*** Opening Supplied records ***

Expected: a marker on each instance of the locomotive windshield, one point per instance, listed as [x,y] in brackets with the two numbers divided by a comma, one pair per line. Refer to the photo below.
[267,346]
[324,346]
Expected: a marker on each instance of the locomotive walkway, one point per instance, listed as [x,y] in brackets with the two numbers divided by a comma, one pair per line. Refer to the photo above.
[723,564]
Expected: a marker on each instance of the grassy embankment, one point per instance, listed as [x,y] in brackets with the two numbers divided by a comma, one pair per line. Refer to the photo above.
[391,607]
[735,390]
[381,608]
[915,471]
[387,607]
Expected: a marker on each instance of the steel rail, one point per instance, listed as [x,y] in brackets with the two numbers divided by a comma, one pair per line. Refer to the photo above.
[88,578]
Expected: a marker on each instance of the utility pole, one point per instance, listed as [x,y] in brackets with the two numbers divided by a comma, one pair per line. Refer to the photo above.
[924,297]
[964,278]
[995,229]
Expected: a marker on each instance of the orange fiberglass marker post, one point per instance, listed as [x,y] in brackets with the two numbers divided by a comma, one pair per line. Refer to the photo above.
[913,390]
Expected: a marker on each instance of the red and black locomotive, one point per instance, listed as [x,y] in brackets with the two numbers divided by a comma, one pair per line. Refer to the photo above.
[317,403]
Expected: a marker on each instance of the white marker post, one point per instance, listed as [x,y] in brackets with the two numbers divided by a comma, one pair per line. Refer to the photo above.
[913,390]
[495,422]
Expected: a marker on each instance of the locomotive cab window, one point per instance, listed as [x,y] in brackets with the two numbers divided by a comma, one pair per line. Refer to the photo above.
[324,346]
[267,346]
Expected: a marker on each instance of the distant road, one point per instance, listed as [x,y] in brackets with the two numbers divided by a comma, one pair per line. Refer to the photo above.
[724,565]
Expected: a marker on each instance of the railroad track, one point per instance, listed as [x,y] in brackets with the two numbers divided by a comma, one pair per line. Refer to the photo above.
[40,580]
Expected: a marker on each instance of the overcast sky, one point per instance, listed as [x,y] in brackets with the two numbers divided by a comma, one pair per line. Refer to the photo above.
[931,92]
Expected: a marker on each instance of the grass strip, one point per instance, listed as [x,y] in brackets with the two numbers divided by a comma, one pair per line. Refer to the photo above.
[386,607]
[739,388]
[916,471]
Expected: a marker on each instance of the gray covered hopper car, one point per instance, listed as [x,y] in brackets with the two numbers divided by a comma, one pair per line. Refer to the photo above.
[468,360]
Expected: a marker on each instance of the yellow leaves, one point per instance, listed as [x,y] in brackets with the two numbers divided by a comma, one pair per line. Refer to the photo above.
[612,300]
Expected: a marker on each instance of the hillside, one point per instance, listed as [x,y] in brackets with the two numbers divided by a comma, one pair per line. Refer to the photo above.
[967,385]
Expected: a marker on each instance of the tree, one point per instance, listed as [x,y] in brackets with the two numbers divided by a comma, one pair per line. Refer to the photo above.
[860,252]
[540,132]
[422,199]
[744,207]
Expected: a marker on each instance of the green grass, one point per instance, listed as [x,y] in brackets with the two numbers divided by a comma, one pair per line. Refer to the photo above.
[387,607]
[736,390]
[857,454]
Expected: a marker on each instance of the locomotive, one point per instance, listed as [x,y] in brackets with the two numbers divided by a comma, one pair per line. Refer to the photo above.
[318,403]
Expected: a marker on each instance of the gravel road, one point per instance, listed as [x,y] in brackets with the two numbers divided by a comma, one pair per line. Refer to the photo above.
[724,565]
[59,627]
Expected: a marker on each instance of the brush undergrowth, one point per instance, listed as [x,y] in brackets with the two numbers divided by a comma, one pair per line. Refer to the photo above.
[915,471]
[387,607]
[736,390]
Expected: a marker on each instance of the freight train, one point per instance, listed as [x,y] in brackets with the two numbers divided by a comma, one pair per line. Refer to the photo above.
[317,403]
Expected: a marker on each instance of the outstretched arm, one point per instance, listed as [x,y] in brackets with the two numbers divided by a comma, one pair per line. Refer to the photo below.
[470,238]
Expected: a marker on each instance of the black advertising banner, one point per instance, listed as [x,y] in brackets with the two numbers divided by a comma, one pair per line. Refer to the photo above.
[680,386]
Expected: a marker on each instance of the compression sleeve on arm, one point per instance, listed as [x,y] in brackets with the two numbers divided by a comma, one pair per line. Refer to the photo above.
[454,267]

*** Closing Supplied records ***

Action item - Please copy out the data above exactly.

Written response -
Expected: a marker on each instance of the locomotive windshield, one point per instance, listed as [x,y] in brackets with the two numbers divided by a comma, one pair per line. Refer to the photo below.
[267,346]
[324,346]
Expected: a marker on each instance of the locomotive walkway, one point per instance, listed as [x,y] in brackets with the two numbers divided by a comma, one pair per line. Refer to the photo above.
[723,564]
Expected: a marker on each instance of the grassy embankment, one point per instance, listed as [x,y] in brackets with the two numbers divided by a comma, one pair per line. Refer to the photo above.
[391,607]
[735,390]
[381,608]
[915,471]
[387,607]
Expected: a marker on each instance of the steel rail, one point per instance, listed as [x,y] in brackets with the two numbers divided by a comma, one pair per line. Refer to the photo above.
[88,578]
Expected: a marker on each instance of the utility pole, one point per instance, listed as [x,y] in brackets with the two numbers divided by a comma, one pair per line. Refer to the photo above.
[924,297]
[964,278]
[995,229]
Expected: a marker on each instance of the orange fiberglass marker post, one point per instance, listed as [x,y] in brackets with the two numbers divided by a comma, one pair per line. Refer to the photo above.
[913,390]
Expected: a marker on each instance of the red and black locomotive, one point per instance, listed as [x,y] in brackets with the two numbers divided by a comma, one pair per line. Refer to the photo above.
[317,403]
Expected: a marker on each instance of the white marker post, one point per instance, listed as [x,y] in brackets with the two numbers divided by a comma, one pair per line. Refer to the photo above.
[913,390]
[495,422]
Expected: a marker on each instance of the locomotive cab window, one point per instance, listed as [x,y] in brackets with the two numbers divided by a comma, one pair per line. Refer to the photo above.
[324,346]
[267,346]
Expected: a marker on each instance of the distant road, one point per instance, listed as [x,y] in brackets with the two numbers divided by a comma, one pair per line. Refer to the photo above.
[724,565]
Expected: a marker on each instance of the railroad track, one point per instance, listed as [x,y] in brackets with the two numbers divided by a comma, one pair per line. Refer to the photo above.
[40,580]
Expected: a marker on each instance of the overcast sky, one point per instance, listed as [x,y] in brackets with the two numbers divided by a comma, one pair per line. Refer to the photo above.
[931,92]
Expected: a marker on each instance of the grass strip, one point per instance, listed as [x,y] in brackets with the two numbers divided by a comma, one pair per line. Refer to the photo above.
[386,607]
[739,388]
[916,471]
Expected: a marker on each instance of the gray covered hopper car, one point per instance, listed as [x,y] in brackets with the two numbers divided by a comma, one pair per line. Refer to the photo above.
[468,360]
Expected: a marker on each instance of the yellow leaves, one point per instance, listed as [x,y] in brackets with the two numbers divided by a comma, one pair per line. Refer to the photo above.
[612,300]
Expected: a marker on each instance of the hillside, one point per instance, listed as [x,y] in brackets with the two numbers divided by a comma, one pair per line. Refer to the photo above.
[967,385]
Expected: a marker on each instance of the tree, one point per instance, listed as [x,y] in brackets with the two numbers divided by a comma, one pair per line. Refer to the photo above.
[860,252]
[540,132]
[422,199]
[744,207]
Expected: a marker on each instance of the green grass, one point per instance, listed as [x,y] in brackets with the two numbers divided by a comma, one pair per line. Refer to the photo above.
[387,607]
[736,390]
[857,454]
Expected: a marker on each instance of the locomotive, one point per instance, listed as [x,y] in brackets with the two numbers divided by a comma, one pair per line. Refer to the photo above.
[318,403]
Expected: a marker on each instance of the gravel road, one point per instance, listed as [x,y] in brackets with the two numbers divided by a comma, one pair per line. Refer to the photo above.
[724,565]
[59,627]
Expected: a marker on each instance of the brush undergrowth, one point per instance, listed as [x,y] in brackets with the two numbers divided by a comma, one pair per line. Refer to the photo above.
[915,471]
[387,607]
[736,390]
Expected: a marker on each instance of the freight train, one point per instance, listed as [x,y] in brackets with the two numbers divided by a comma, one pair per line. Refer to the photo above.
[317,403]
Expected: a marker on each instance of the outstretched arm, one point per instance, listed as [x,y] in brackets with the two numbers divided by a comma, one pair per line. Refer to the photo below.
[470,238]
Expected: a marker on each instance of the black advertising banner, one point per instance, listed as [x,y] in brackets with the two numbers divided by a comma, one pair per line. Refer to the photo above.
[680,386]
Expected: a marker on each instance of the compression sleeve on arm, one point per instance, listed as [x,y] in brackets with the two numbers divided by a comma, one pair per line. Refer to the photo above.
[454,267]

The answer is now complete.